> [TASK INSTRUCTIONS]
1) In the text on protected cell companies, what other name is sometimes used for a PCC?
2) List every point given under "Key Takeaways" in the text on protected cell companies.
3) Pick up the text on protected cell companies after its final sentence and keep writing.

> [SOURCE TEXT]
Protected Cell Company (PCC)

Protected Cell Company (PCC)

Investopedia / Madelyn Goodnight

What Is a Protected Cell Company (PCC)?

A protected cell company (PCC) is a corporate structure in which a single legal entity consists of a core linked to several cells that have separate assets and liabilities. A PCC has a similar design to a hub and spoke. The central core organization is linked to individual cells and each cell is independent of each other and the company’s core, but the entire unit is still a single legal entity. A PCC is sometimes referred to as a segregated portfolio company.

Key Takeaways

  • A protected cell company (PCC) is a legal entity that consists of a core linked to several cells.
  • Cells in a PCC have separate assets and liabilities and are independent of one another.
  • A PCC is governed by a single board of directors that oversees the entire legal entity. Each cell is managed by a committee or group authorized by the board.
  • Only a single annual return needs to be filed for a PCC, encompassing the core and the cells.

> [PROVIDED MATERIAL]
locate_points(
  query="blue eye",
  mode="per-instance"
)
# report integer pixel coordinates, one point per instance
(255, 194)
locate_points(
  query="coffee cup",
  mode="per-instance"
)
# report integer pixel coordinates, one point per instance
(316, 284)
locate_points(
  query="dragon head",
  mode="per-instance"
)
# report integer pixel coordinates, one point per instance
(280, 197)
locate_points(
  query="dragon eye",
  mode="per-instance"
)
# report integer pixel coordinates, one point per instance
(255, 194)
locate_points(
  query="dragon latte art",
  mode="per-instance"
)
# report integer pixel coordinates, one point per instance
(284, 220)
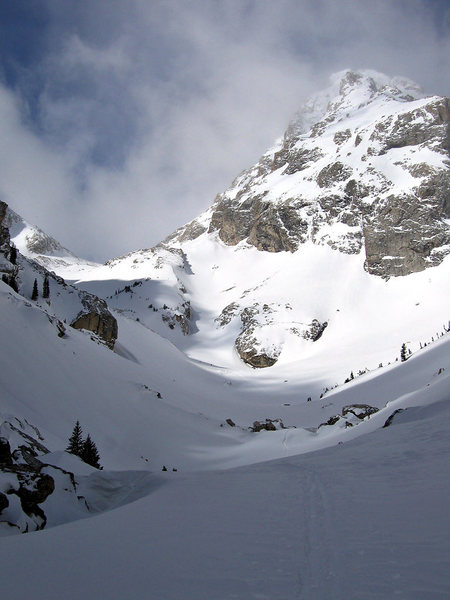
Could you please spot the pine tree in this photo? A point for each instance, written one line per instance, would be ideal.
(404, 353)
(13, 255)
(46, 288)
(34, 294)
(89, 453)
(76, 441)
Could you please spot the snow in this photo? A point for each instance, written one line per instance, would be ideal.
(307, 512)
(347, 522)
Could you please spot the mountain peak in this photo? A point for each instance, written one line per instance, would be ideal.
(349, 90)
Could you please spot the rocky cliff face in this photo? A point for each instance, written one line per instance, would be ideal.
(64, 303)
(363, 166)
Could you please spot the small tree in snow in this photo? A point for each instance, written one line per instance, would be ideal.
(13, 255)
(34, 293)
(404, 353)
(76, 440)
(46, 288)
(89, 453)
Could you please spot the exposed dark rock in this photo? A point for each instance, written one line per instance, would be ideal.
(5, 452)
(96, 318)
(389, 420)
(268, 425)
(331, 421)
(4, 502)
(359, 410)
(333, 173)
(34, 489)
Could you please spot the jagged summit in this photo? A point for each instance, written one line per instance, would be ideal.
(363, 166)
(348, 89)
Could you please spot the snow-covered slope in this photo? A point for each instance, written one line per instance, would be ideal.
(326, 242)
(35, 244)
(361, 521)
(326, 262)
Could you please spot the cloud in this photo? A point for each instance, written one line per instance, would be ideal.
(138, 116)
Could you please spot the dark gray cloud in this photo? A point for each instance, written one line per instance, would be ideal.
(124, 119)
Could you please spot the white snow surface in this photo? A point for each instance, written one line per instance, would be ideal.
(339, 511)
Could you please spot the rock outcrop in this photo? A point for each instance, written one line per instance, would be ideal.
(363, 166)
(96, 317)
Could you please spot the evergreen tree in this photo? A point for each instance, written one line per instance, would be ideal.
(89, 453)
(13, 255)
(34, 294)
(13, 283)
(46, 288)
(76, 441)
(403, 353)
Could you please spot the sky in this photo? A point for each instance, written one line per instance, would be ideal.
(120, 120)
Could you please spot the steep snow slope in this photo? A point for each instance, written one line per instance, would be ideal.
(146, 405)
(339, 234)
(37, 245)
(366, 520)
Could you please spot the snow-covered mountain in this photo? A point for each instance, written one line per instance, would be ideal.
(307, 307)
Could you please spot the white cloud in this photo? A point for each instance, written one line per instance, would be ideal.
(146, 113)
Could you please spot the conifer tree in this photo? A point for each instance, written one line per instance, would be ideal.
(76, 441)
(13, 255)
(403, 353)
(34, 294)
(13, 283)
(89, 453)
(46, 288)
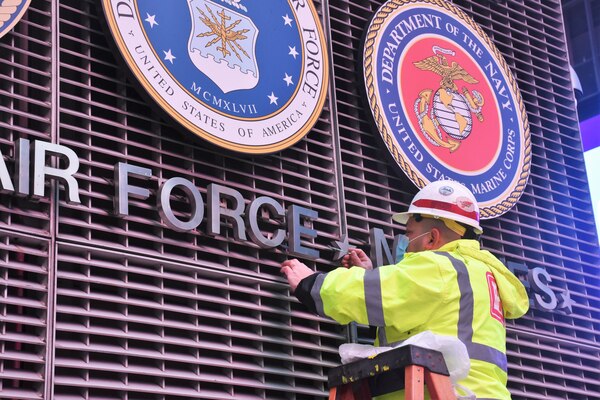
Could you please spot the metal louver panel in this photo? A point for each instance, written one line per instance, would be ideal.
(25, 107)
(134, 325)
(23, 315)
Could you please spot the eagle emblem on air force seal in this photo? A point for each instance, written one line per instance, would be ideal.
(11, 12)
(245, 75)
(445, 102)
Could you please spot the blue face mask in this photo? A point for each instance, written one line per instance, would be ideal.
(402, 245)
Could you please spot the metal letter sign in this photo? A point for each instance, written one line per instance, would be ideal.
(11, 12)
(445, 102)
(250, 76)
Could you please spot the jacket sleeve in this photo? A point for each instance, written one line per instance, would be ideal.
(403, 295)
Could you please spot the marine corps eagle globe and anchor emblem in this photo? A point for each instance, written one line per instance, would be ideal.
(11, 12)
(447, 110)
(247, 76)
(445, 101)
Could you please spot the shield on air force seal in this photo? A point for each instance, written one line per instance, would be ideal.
(249, 76)
(222, 45)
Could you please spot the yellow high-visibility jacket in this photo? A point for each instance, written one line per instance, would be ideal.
(458, 290)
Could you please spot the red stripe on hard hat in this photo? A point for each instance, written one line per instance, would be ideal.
(441, 205)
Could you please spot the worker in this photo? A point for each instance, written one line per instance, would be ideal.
(444, 284)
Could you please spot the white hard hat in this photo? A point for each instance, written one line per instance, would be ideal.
(444, 199)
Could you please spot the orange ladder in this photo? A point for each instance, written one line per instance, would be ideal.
(408, 367)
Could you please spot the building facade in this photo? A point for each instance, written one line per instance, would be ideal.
(97, 305)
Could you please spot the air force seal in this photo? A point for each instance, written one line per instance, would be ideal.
(11, 12)
(246, 75)
(445, 101)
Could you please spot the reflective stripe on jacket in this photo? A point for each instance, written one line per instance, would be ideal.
(458, 290)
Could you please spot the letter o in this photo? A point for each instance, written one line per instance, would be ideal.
(166, 212)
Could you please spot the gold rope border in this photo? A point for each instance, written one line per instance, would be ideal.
(374, 27)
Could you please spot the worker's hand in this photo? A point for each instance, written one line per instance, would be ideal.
(357, 258)
(295, 271)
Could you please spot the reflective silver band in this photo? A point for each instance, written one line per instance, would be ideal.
(477, 351)
(373, 299)
(315, 293)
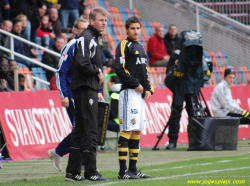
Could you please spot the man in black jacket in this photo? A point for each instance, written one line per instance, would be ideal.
(87, 79)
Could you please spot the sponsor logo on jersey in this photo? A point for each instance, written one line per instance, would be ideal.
(141, 60)
(134, 111)
(64, 57)
(133, 121)
(122, 59)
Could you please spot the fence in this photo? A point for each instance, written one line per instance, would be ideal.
(13, 53)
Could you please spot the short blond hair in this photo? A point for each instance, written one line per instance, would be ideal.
(21, 16)
(100, 10)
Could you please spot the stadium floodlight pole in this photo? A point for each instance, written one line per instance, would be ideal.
(197, 19)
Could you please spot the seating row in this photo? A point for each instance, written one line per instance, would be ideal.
(157, 76)
(29, 84)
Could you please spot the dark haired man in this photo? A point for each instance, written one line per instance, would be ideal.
(114, 86)
(171, 39)
(222, 103)
(87, 79)
(131, 68)
(4, 72)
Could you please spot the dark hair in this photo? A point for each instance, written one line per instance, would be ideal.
(172, 25)
(60, 37)
(132, 20)
(15, 20)
(100, 10)
(2, 59)
(20, 76)
(115, 79)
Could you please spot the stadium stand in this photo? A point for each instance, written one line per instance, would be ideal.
(237, 10)
(116, 32)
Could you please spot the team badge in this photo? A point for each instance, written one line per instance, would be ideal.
(91, 101)
(133, 121)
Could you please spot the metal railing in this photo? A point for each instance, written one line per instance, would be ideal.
(13, 53)
(223, 19)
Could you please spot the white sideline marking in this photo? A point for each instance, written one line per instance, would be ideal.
(157, 169)
(223, 161)
(204, 164)
(174, 176)
(179, 167)
(244, 158)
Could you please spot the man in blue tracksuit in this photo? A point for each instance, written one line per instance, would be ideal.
(63, 81)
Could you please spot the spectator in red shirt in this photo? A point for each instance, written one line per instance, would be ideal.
(157, 50)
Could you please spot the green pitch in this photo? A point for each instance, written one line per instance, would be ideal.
(168, 168)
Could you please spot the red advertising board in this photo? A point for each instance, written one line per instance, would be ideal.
(159, 107)
(32, 123)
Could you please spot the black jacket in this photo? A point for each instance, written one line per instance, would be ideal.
(171, 44)
(28, 8)
(87, 60)
(131, 65)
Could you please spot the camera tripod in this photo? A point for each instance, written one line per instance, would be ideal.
(199, 110)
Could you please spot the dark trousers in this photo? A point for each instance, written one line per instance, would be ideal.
(242, 120)
(113, 126)
(83, 142)
(63, 147)
(174, 120)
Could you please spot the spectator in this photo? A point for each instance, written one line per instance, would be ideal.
(56, 24)
(42, 11)
(85, 14)
(30, 9)
(114, 85)
(222, 102)
(69, 9)
(4, 72)
(52, 4)
(82, 6)
(171, 39)
(52, 60)
(21, 82)
(4, 10)
(21, 47)
(24, 20)
(157, 50)
(10, 78)
(4, 39)
(45, 32)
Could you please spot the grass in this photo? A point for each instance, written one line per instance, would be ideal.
(168, 168)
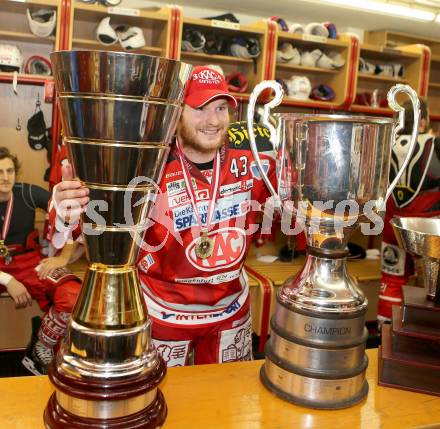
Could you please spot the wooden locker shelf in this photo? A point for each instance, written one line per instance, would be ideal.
(305, 69)
(30, 79)
(380, 78)
(411, 57)
(223, 27)
(84, 18)
(255, 70)
(26, 37)
(431, 60)
(196, 56)
(338, 79)
(94, 44)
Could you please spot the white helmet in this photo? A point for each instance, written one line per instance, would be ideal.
(316, 29)
(296, 28)
(288, 54)
(42, 22)
(131, 37)
(299, 87)
(309, 59)
(11, 58)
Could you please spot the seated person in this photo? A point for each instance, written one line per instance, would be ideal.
(53, 286)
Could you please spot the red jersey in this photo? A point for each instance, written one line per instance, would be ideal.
(180, 287)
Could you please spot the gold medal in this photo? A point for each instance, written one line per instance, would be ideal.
(204, 247)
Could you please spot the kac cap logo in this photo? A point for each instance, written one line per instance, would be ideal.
(208, 77)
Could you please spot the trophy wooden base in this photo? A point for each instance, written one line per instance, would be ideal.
(152, 417)
(411, 339)
(418, 310)
(409, 356)
(106, 404)
(404, 370)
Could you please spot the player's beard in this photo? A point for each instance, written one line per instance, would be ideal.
(190, 138)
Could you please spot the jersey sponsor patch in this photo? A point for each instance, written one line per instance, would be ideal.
(146, 262)
(226, 208)
(178, 186)
(174, 353)
(199, 318)
(229, 248)
(183, 198)
(213, 280)
(232, 188)
(256, 171)
(236, 344)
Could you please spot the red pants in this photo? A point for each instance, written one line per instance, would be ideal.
(62, 296)
(226, 341)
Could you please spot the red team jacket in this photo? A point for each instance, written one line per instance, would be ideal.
(173, 278)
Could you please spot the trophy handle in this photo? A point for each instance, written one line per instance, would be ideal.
(275, 139)
(392, 93)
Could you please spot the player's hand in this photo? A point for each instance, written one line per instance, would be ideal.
(18, 293)
(70, 196)
(47, 266)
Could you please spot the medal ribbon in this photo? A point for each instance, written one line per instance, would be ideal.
(7, 221)
(215, 182)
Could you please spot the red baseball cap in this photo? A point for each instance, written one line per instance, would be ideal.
(205, 85)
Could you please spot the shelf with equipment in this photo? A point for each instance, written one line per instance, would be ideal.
(327, 73)
(430, 60)
(34, 29)
(220, 35)
(381, 67)
(15, 29)
(148, 31)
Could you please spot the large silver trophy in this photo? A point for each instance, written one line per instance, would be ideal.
(421, 238)
(332, 173)
(119, 113)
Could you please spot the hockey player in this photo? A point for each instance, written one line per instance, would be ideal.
(417, 194)
(191, 264)
(23, 274)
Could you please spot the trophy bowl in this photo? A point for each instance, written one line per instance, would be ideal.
(421, 237)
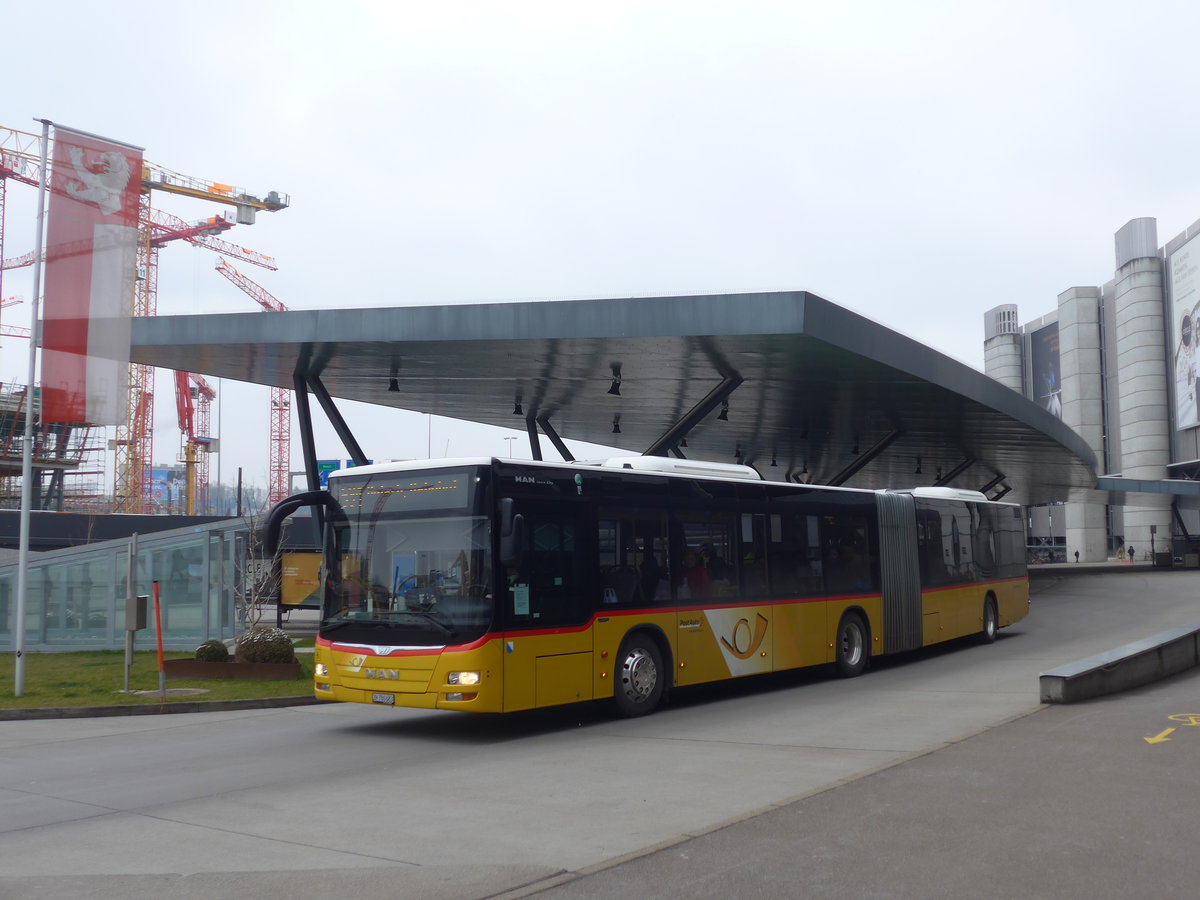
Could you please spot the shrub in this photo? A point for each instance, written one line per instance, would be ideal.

> [LIST OF ANSWERS]
1) A segregated portfolio company.

2)
- A protected cell company (PCC) is a legal entity that consists of a core linked to several cells.
- Cells in a PCC have separate assets and liabilities and are independent of one another.
- A PCC is governed by a single board of directors that oversees the entire legal entity, and each cell is managed by a committee or group authorized by the board.
- Only a single annual return needs to be filed for a PCC, encompassing the core and the cells.

3)
  • For bankruptcy purposes, the cells are treated as separate legal entities; creditors cannot go after the assets of other cells.

How a Protected Cell Company (PCC) Works

A protected cell company operates (PCC) with two distinct groups: a single-core company and an unlimited number of cells. It is governed by a single board of directors, which is responsible for the management of the PCC as a whole. Each cell is managed by a committee or similar group, with authority to the committee granted by the PCC board of directors. A PCC files a single annual return to regulators, though business and operational plans of each cell may still require individual review and approval by regulators.

Cells within a PCC are formed under the authority of the board of directors, who are typically able to create new cells as business needs arise. The articles of incorporation provide guidelines that the directors must follow.

Protected Cell Companies and Creditors

In some jurisdictions, where the assets of a segregated portfolio are inadequate to meet that portfolio's obligations, then a creditor may have recourse to the general assets of the PCC, but not to those assets that belong to a different segregated portfolio. A PCC is technically a single legal entity, and the segregated portfolios within the PCC are not separate legal entities, though, for bankruptcy purposes, they are treated as such.

Insurance and reinsurance companies use this form of organizational structure. Creditors may also have access to the core assets of the company. Each individual cell is often expected to keep collateralized underwriting risk on its own within the cell.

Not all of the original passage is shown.